• SHORT PROBLEM
Every entry below must appear again, exactly as written.

START

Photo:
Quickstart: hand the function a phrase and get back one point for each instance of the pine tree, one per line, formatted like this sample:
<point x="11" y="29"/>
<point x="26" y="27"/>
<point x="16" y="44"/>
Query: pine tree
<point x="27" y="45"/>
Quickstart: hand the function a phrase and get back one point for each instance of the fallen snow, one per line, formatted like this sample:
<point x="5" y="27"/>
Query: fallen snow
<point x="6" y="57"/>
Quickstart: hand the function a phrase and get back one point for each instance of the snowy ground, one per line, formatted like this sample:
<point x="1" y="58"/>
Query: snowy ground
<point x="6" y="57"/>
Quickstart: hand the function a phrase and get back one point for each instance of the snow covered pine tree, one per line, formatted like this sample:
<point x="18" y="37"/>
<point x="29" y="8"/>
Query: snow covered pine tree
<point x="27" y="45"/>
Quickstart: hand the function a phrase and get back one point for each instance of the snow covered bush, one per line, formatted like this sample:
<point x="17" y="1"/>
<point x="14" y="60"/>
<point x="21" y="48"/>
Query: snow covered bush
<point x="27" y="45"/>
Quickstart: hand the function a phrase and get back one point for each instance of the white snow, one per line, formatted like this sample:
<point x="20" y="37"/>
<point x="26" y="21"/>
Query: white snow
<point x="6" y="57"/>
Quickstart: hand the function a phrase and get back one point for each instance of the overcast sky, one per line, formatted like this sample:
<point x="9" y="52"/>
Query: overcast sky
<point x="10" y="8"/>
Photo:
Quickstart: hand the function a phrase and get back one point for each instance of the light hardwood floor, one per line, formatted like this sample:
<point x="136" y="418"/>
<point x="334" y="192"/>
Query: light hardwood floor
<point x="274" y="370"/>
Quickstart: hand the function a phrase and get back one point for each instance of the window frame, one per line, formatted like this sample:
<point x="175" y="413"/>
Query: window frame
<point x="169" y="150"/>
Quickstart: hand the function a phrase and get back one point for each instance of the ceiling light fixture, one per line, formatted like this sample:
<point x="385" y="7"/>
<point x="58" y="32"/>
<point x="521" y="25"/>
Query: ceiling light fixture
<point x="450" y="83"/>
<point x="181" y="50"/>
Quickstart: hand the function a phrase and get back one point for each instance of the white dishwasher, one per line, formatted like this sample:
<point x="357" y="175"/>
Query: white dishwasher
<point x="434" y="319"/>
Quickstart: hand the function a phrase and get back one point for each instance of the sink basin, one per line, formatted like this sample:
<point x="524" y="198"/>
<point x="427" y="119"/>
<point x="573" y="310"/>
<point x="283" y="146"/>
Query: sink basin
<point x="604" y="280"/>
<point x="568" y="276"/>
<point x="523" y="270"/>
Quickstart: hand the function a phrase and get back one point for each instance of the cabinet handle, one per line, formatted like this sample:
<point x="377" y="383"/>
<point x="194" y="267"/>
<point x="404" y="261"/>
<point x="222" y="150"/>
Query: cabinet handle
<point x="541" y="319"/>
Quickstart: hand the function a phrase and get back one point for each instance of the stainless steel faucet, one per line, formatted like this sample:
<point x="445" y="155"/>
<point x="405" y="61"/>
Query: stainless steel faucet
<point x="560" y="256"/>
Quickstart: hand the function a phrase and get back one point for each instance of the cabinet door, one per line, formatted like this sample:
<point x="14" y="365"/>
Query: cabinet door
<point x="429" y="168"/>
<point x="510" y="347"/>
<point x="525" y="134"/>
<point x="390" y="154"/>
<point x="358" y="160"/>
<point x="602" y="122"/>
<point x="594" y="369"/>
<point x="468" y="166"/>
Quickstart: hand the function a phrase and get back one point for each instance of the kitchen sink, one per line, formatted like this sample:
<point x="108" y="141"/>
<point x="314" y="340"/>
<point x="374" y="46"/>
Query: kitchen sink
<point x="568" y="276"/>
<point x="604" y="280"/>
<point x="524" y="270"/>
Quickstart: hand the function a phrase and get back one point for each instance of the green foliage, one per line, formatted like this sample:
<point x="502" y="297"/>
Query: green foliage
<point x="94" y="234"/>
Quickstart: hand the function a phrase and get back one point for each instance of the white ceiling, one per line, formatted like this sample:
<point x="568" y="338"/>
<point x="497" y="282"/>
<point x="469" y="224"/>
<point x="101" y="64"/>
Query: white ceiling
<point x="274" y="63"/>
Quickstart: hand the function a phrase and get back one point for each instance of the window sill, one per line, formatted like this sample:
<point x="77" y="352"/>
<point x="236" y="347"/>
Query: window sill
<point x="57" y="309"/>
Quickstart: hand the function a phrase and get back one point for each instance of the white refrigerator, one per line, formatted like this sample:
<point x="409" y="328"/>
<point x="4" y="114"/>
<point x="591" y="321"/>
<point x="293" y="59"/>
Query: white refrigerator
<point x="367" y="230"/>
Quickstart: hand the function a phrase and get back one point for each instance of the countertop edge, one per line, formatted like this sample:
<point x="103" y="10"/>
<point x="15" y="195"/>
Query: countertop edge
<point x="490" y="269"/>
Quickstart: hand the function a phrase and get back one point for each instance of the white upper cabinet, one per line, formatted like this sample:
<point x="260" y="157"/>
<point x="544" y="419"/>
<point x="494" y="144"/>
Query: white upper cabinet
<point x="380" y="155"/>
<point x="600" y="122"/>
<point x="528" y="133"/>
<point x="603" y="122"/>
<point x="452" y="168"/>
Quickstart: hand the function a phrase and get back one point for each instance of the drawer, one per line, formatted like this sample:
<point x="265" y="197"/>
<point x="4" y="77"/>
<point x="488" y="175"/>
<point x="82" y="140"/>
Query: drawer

END

• COMPLETE RESPONSE
Photo:
Quickstart: hand the function a phrase and get back one point for each instance of the pine tree, one per line, formatted like this sample:
<point x="11" y="29"/>
<point x="26" y="27"/>
<point x="16" y="44"/>
Query: pine tree
<point x="27" y="45"/>
Quickstart: hand the function a phrase and get back one point for each instance of the fallen snow, one per line, formatted like this sample:
<point x="5" y="27"/>
Query: fallen snow
<point x="6" y="57"/>
Quickstart: hand the function a phrase and get back one point for each instance of the snowy ground, one per line, formatted like this sample:
<point x="1" y="58"/>
Query: snowy ground
<point x="6" y="57"/>
Quickstart: hand the function a phrase and get back one point for each instance of the snow covered pine tree, one per line, formatted like this sample:
<point x="18" y="37"/>
<point x="29" y="8"/>
Query: snow covered pine tree
<point x="27" y="45"/>
Quickstart: hand the function a phrase and get back one point for each instance of the snow covered bush, one per line, formatted like this sample:
<point x="17" y="1"/>
<point x="14" y="60"/>
<point x="21" y="48"/>
Query: snow covered bush
<point x="27" y="45"/>
Quickstart: hand the function a phrase and get back one point for each instance of the white snow, one per line, formatted like this sample:
<point x="20" y="37"/>
<point x="26" y="21"/>
Query: white snow
<point x="6" y="57"/>
Quickstart: hand the function a phrase and get back one point for each instance of the overcast sky, one per line, formatted like this sample:
<point x="9" y="52"/>
Query: overcast sky
<point x="10" y="8"/>
Photo:
Quickstart: hand the function a phrase and get back one point for each instance of the light hardwood floor, one per line, formatted like this sample:
<point x="136" y="418"/>
<point x="334" y="192"/>
Query: light hardwood floor
<point x="274" y="370"/>
Quickstart: hand the function a phrase and get back one point for each instance of the window frame, one per line, formatted like this sample:
<point x="175" y="413"/>
Query: window frame
<point x="169" y="150"/>
Quickstart: hand the function a phrase and get back one point for each instance of the ceiling light fixture, one per line, formatted like this sample:
<point x="385" y="7"/>
<point x="58" y="32"/>
<point x="521" y="25"/>
Query: ceiling light fixture
<point x="450" y="83"/>
<point x="181" y="50"/>
Quickstart: hand the function a phrase and get back one point for each instance of the white dishwasher, one per line, formatted like this sample:
<point x="357" y="175"/>
Query: white dishwasher
<point x="434" y="319"/>
Quickstart: hand the function a phrase and get back one point for each instance of the sink basin, one per line, formatted like this sample:
<point x="524" y="198"/>
<point x="427" y="119"/>
<point x="573" y="310"/>
<point x="283" y="146"/>
Query: sink basin
<point x="604" y="280"/>
<point x="568" y="276"/>
<point x="523" y="270"/>
Quickstart: hand the function a phrase and get back one point for each instance of the cabinet handle, one per line, formatted like this sample:
<point x="377" y="383"/>
<point x="194" y="267"/>
<point x="404" y="261"/>
<point x="222" y="150"/>
Query: cabinet handle
<point x="541" y="319"/>
Quickstart: hand the function a phrase and get back one point for each instance of the stainless steel faucet, one per line, formatted like this sample:
<point x="445" y="155"/>
<point x="405" y="61"/>
Query: stainless steel faucet
<point x="560" y="256"/>
Quickstart: hand the function a phrase and get back one point for each instance of the cabinet door, one per line, formatted like this sample:
<point x="14" y="365"/>
Query: cabinet door
<point x="429" y="168"/>
<point x="510" y="347"/>
<point x="525" y="134"/>
<point x="390" y="154"/>
<point x="358" y="160"/>
<point x="602" y="122"/>
<point x="594" y="369"/>
<point x="468" y="166"/>
Quickstart: hand the function a phrase and get back one point for each instance of the kitchen sink, one per line, formatted like this sample:
<point x="108" y="141"/>
<point x="314" y="340"/>
<point x="374" y="46"/>
Query: kitchen sink
<point x="568" y="276"/>
<point x="604" y="280"/>
<point x="524" y="270"/>
Quickstart: hand the function a phrase and get back one point for each instance of the green foliage, one per line, formatted like this sample:
<point x="502" y="297"/>
Query: green foliage
<point x="94" y="234"/>
Quickstart: hand the function a phrase and get back one point for each instance of the white ceiling, one per line, formatted like this sample:
<point x="568" y="338"/>
<point x="497" y="282"/>
<point x="469" y="224"/>
<point x="101" y="64"/>
Query: white ceiling
<point x="274" y="63"/>
Quickstart: hand the function a phrase and get back one point for each instance of the window sill, one per line, formatted like this sample:
<point x="77" y="352"/>
<point x="236" y="347"/>
Query: window sill
<point x="57" y="309"/>
Quickstart: hand the function a phrase and get back one point for each instance of the white refrigerator, one per line, formatted like this sample:
<point x="409" y="328"/>
<point x="4" y="114"/>
<point x="591" y="321"/>
<point x="293" y="59"/>
Query: white refrigerator
<point x="367" y="230"/>
Quickstart: hand the function a phrase and get back one point for each instance of the countertop edge, one per line, formatted like this sample:
<point x="103" y="10"/>
<point x="15" y="195"/>
Query: countertop edge
<point x="490" y="269"/>
Quickstart: hand the function a phrase and get back one point for each instance of the white upper cabinet, one per line, formatted like this sample:
<point x="260" y="157"/>
<point x="544" y="419"/>
<point x="494" y="144"/>
Query: white upper cabinet
<point x="380" y="155"/>
<point x="600" y="122"/>
<point x="528" y="133"/>
<point x="603" y="122"/>
<point x="452" y="168"/>
Quickstart: hand the function a phrase and get back one point for each instance of the drawer, one per line, formatted like this sample:
<point x="265" y="197"/>
<point x="4" y="77"/>
<point x="488" y="175"/>
<point x="82" y="140"/>
Query: drawer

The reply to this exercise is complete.